◆ Work required ◆
Replace every "poster" with "placard" in the material from its start through the line containing "point(127, 123)", keeping everything else unchanged. Give back only those lines, without the pictures.

━━━━━━━━━━━━━━━━━━━━━━━━━━━━━━

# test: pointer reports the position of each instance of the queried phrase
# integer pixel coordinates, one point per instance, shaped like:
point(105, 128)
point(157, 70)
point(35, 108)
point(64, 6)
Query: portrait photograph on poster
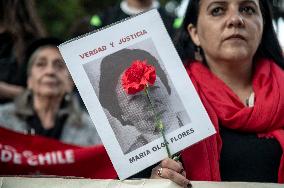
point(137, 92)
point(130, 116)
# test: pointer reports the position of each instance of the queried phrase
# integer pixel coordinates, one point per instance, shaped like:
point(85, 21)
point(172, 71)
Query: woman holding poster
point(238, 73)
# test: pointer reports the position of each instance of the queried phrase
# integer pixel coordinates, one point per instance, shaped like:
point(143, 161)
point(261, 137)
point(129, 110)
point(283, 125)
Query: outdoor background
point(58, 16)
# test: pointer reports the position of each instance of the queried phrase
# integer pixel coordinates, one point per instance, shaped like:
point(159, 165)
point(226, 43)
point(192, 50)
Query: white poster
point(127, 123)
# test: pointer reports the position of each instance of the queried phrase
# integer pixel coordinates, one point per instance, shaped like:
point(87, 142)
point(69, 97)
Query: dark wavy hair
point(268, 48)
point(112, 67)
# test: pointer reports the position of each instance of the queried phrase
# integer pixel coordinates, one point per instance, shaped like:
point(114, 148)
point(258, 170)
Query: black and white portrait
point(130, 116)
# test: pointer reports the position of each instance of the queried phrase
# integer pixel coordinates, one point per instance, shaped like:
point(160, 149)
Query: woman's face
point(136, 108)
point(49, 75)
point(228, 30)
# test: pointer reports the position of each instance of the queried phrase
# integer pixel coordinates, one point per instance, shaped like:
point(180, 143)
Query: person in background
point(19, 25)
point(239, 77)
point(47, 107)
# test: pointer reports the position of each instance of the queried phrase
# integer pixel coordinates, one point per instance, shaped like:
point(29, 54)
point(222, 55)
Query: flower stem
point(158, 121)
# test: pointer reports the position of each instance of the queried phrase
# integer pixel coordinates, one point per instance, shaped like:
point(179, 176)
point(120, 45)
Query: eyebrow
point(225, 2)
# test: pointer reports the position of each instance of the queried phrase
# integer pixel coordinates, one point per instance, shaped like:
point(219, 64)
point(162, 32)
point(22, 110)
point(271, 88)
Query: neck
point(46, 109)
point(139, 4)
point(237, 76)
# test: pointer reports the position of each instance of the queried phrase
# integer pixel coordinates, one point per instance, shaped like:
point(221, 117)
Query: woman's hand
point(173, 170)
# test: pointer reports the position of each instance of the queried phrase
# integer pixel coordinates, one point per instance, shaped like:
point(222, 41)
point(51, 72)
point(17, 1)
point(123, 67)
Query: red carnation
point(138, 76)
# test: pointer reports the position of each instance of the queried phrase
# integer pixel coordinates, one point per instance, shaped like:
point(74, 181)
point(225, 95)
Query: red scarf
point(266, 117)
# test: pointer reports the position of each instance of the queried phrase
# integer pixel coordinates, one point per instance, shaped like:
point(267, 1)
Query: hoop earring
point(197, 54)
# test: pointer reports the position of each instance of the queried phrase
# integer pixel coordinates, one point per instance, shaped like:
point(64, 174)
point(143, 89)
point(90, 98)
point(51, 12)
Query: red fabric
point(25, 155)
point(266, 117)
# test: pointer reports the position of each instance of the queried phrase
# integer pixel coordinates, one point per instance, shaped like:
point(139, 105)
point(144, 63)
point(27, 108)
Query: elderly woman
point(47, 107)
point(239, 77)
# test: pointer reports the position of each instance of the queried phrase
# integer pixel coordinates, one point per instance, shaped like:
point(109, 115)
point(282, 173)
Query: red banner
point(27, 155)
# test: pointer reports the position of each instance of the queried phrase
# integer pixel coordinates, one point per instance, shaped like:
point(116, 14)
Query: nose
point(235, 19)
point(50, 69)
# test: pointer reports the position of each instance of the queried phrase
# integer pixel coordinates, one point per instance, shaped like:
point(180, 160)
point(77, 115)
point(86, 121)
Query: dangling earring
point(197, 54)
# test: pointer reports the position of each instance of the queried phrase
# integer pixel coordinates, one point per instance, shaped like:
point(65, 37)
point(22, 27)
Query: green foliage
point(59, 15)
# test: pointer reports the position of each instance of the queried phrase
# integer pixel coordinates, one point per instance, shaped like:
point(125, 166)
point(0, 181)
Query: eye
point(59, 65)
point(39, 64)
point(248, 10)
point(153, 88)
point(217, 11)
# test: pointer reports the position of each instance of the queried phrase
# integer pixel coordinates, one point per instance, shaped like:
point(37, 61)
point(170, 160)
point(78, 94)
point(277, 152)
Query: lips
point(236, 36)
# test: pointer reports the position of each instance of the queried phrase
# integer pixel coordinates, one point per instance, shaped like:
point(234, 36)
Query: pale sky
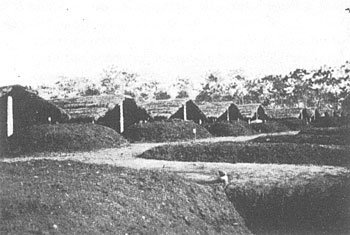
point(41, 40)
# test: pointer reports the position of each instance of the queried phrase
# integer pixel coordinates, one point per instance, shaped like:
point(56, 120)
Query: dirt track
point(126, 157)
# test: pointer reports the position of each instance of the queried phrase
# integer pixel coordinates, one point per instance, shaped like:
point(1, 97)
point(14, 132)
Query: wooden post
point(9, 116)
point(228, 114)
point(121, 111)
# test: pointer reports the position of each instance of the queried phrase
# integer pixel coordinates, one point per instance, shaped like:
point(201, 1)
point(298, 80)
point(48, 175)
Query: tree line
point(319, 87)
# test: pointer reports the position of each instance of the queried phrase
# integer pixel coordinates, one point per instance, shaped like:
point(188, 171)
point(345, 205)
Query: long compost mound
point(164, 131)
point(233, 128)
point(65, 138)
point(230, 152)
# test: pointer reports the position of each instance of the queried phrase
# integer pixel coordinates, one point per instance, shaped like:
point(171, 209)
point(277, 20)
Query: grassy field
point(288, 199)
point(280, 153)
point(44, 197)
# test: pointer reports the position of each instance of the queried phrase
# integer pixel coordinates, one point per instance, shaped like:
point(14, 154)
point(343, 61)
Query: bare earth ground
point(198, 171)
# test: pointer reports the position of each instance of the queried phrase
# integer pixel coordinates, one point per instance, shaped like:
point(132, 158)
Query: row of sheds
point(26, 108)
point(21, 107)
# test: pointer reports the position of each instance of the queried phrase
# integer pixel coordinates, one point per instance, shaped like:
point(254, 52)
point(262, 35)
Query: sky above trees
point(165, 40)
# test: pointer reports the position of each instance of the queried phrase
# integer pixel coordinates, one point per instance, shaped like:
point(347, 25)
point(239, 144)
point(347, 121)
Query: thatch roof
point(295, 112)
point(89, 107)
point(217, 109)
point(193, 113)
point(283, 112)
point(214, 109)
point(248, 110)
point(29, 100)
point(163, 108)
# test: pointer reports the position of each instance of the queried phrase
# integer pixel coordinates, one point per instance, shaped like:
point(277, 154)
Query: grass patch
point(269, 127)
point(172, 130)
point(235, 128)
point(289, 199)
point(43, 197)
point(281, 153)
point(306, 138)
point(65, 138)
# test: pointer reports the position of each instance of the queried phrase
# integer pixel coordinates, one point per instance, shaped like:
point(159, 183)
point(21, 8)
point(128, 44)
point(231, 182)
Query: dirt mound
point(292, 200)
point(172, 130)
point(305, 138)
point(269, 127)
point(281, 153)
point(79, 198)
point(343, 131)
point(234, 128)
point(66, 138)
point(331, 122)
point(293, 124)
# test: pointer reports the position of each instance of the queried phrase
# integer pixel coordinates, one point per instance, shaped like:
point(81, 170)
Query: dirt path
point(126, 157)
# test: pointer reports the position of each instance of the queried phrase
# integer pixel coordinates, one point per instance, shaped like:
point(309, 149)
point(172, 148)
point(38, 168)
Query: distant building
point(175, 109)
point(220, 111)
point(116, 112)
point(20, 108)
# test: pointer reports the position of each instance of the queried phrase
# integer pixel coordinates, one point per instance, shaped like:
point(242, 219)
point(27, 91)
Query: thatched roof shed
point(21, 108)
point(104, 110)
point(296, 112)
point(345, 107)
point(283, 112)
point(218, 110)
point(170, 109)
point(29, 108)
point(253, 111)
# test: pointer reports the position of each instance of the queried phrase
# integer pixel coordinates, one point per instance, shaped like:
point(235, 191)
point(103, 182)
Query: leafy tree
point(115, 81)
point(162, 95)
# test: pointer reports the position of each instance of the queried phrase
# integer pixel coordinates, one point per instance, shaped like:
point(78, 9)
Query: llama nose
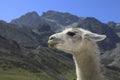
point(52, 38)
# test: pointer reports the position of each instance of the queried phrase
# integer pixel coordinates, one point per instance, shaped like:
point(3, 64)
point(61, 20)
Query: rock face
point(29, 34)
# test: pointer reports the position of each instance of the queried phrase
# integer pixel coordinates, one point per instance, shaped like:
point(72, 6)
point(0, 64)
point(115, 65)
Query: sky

━━━━━━━━━━━━━━━━━━━━━━━━━━━━━━

◆ Finished task ◆
# test: pointer reports the position of each instance of the queried phrase
# integer pixel coordinates, one point per instance, shaped like:
point(105, 128)
point(157, 70)
point(35, 108)
point(64, 6)
Query: portrait photograph on placard
point(137, 92)
point(130, 116)
# test: pointer reports the position of each instance of the queried phrase
# integer pixel coordinates, one point per instance, shaped like:
point(85, 21)
point(172, 71)
Query: woman holding placard
point(238, 73)
# test: pointer reports the position of each instance of the queried phrase
# integer pixel coordinates, one point per instance, shaped like:
point(143, 161)
point(261, 137)
point(129, 110)
point(283, 125)
Query: outdoor background
point(58, 16)
# test: pointer reports the position of each instance of the queried phrase
# integer pixel coordinates, one point per instance, shaped like:
point(159, 165)
point(226, 43)
point(192, 50)
Query: white placard
point(127, 123)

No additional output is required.